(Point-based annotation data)

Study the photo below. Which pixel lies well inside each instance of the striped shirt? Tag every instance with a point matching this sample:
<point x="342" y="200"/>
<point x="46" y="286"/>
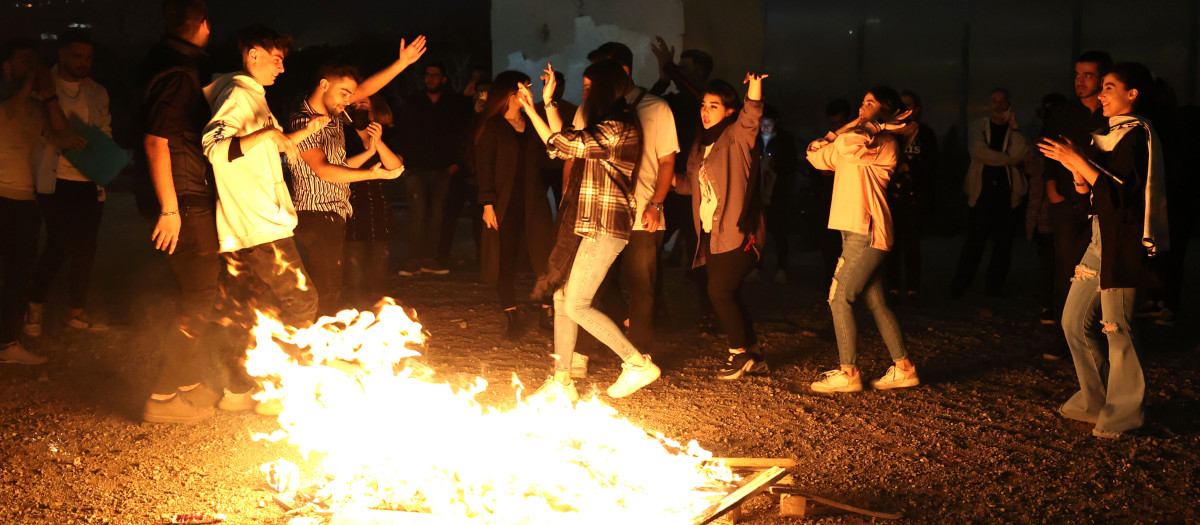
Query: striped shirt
<point x="609" y="150"/>
<point x="309" y="191"/>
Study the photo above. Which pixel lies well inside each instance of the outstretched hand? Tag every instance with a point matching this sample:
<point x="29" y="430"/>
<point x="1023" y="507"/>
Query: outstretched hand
<point x="525" y="96"/>
<point x="412" y="53"/>
<point x="755" y="80"/>
<point x="549" y="83"/>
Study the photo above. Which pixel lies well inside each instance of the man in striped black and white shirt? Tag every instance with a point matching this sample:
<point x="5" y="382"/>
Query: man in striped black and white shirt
<point x="321" y="180"/>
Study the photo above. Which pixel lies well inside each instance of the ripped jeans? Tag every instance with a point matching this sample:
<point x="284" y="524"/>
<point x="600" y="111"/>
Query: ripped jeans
<point x="859" y="275"/>
<point x="1090" y="315"/>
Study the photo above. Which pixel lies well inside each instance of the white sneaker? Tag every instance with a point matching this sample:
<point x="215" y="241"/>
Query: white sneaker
<point x="895" y="378"/>
<point x="579" y="366"/>
<point x="634" y="378"/>
<point x="16" y="354"/>
<point x="838" y="381"/>
<point x="555" y="392"/>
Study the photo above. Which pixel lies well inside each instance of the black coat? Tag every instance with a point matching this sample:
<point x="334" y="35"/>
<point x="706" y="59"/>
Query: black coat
<point x="1120" y="209"/>
<point x="496" y="162"/>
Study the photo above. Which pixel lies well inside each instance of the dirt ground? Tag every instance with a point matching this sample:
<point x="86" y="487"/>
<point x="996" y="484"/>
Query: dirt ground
<point x="979" y="441"/>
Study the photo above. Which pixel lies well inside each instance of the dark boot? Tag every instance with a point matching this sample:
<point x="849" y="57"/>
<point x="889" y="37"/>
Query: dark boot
<point x="546" y="319"/>
<point x="513" y="325"/>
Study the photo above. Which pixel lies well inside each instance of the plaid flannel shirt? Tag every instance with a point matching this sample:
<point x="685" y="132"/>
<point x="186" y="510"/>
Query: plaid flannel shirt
<point x="609" y="150"/>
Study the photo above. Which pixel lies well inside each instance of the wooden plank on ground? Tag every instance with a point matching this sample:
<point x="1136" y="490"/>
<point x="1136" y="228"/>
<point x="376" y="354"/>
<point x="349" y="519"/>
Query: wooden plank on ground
<point x="750" y="488"/>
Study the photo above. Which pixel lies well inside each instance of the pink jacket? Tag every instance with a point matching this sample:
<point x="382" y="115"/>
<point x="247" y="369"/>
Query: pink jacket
<point x="862" y="167"/>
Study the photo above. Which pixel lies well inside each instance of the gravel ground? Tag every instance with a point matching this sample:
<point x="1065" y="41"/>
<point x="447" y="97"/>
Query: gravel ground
<point x="979" y="441"/>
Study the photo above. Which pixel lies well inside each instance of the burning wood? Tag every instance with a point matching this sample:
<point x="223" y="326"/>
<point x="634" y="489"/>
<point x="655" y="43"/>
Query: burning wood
<point x="391" y="438"/>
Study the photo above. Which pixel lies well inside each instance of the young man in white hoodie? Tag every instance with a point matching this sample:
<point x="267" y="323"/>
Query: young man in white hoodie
<point x="244" y="142"/>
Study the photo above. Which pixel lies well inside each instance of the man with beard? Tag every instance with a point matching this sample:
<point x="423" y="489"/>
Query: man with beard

Your instructions. Quote the records above exactly, leaving out any pictures.

Answer for this exercise.
Study the photo below. Which pixel lies well inside each instance of the striped shirt? Tag every instance with a point matching this sample:
<point x="342" y="200"/>
<point x="46" y="286"/>
Query: striped shirt
<point x="609" y="150"/>
<point x="309" y="191"/>
Study the photo above. Which pixel lies well inside each instance of the outstretched hand? Tag every instance with a point matching this sample:
<point x="29" y="430"/>
<point x="1023" y="507"/>
Query: outstretched hand
<point x="525" y="96"/>
<point x="412" y="53"/>
<point x="755" y="80"/>
<point x="549" y="83"/>
Study the photo above. Which pixel lies well inside each instance of the man in striped black and white shirt? Tag every instance with a point matching this sample:
<point x="5" y="382"/>
Query: man in striped black and white shirt
<point x="321" y="180"/>
Study the photo above. Which pixel lies well inside each instance of the ripped jeans? Tag every instance with a point matching this sample:
<point x="284" y="524"/>
<point x="600" y="111"/>
Query: ripped jeans
<point x="859" y="275"/>
<point x="1090" y="315"/>
Study the photo above. Which pixel lies well inside each instance of the white sneaker? Tag every instance with a point matching this sample:
<point x="215" y="241"/>
Query: white sneaker
<point x="895" y="378"/>
<point x="579" y="366"/>
<point x="634" y="378"/>
<point x="16" y="354"/>
<point x="838" y="381"/>
<point x="555" y="392"/>
Study the photo above. Which pixel lies well inside each instance of the black coat? Tag every instance with a point matching this sample:
<point x="334" y="35"/>
<point x="706" y="59"/>
Query: black coat
<point x="1120" y="209"/>
<point x="496" y="162"/>
Study the photo above. Which pixel lies well inside each instance of the dirt ground? Tag every instance with a point matching this sample:
<point x="86" y="487"/>
<point x="996" y="484"/>
Query: dirt ground
<point x="979" y="441"/>
Study the photo above. Which pixel lies well inside each instance of the dark boot? Tag every instance with a point matching this sample:
<point x="849" y="57"/>
<point x="889" y="37"/>
Query: dark boot
<point x="546" y="319"/>
<point x="513" y="325"/>
Study the photo above. Which pixel lies well inside each instance of the plaid flannel shirt? Tag every instance with a point matching this sample:
<point x="685" y="132"/>
<point x="186" y="510"/>
Query: plaid flannel shirt
<point x="609" y="150"/>
Study the photo above. Which pixel lies well inside each instance of the wooden plank on ground? Tag every instance with a point matching this sample:
<point x="1136" y="490"/>
<point x="1136" y="228"/>
<point x="376" y="354"/>
<point x="349" y="519"/>
Query: wooden plank on ground
<point x="750" y="488"/>
Study the photo above. Which pixel lies well inside each instance of the pink jacket? Tag every instance with a point matching this sample:
<point x="382" y="115"/>
<point x="247" y="369"/>
Query: pink jacket
<point x="862" y="167"/>
Study the photo above. Which pixel lies well inside each instance of the gravel ground? Tag every instance with a point matching this sample:
<point x="1065" y="41"/>
<point x="447" y="97"/>
Query: gravel ground
<point x="979" y="441"/>
Study the photo above. Which pixel lies well inside each instance of the burning wood? Tag every instance with a point matching this sample:
<point x="223" y="326"/>
<point x="634" y="489"/>
<point x="655" y="43"/>
Query: burning wood
<point x="391" y="438"/>
Study the photo above. Which pixel lies well inside each instance of the young man in white hoodie? Tag every instance with a point matching this sample:
<point x="267" y="323"/>
Query: young man in white hoodie
<point x="244" y="142"/>
Study the photo above. Which pixel lies well inside each instance of the man with beard? Tag every instance with a point matching this sample:
<point x="423" y="489"/>
Query: man with beard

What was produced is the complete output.